» TASK BRIEF: Which lines of the records contain "segment"? Collect every one of them.

***** ENTRIES PROVIDED *****

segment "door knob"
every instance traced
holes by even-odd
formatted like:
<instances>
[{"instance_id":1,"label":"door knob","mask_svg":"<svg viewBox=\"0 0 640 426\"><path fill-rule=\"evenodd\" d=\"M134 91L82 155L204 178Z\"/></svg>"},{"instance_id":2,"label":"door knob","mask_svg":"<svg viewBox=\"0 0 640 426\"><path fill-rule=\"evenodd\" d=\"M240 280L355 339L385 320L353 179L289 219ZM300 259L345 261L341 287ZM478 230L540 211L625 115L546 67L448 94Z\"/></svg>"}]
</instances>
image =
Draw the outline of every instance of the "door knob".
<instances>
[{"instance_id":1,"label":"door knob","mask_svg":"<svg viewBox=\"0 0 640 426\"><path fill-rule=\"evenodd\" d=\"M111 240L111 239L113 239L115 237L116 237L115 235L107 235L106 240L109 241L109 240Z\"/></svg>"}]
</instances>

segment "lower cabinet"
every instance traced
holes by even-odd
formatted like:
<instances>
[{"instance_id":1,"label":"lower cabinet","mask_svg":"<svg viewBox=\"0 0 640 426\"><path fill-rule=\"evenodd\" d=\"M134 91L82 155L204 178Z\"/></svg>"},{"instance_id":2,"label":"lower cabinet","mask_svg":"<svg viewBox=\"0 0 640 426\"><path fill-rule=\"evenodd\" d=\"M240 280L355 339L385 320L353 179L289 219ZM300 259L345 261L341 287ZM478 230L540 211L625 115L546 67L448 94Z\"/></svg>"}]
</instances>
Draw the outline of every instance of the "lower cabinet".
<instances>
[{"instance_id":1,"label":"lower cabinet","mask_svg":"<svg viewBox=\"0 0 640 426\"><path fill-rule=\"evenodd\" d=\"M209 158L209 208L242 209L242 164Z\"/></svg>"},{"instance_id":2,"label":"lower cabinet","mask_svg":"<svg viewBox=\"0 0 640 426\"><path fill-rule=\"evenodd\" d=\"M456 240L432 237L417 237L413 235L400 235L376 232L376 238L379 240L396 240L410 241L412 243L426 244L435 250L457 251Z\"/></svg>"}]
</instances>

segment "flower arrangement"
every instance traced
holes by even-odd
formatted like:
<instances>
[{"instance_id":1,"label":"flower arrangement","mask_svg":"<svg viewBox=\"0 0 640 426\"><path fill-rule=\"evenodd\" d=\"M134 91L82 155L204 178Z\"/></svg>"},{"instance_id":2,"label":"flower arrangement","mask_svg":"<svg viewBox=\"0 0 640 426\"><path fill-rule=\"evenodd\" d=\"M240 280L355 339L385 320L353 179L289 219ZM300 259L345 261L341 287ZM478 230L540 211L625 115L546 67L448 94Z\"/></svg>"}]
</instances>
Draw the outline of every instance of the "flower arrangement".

*****

» YOUR RESPONSE:
segment "door knob"
segment "lower cabinet"
segment "flower arrangement"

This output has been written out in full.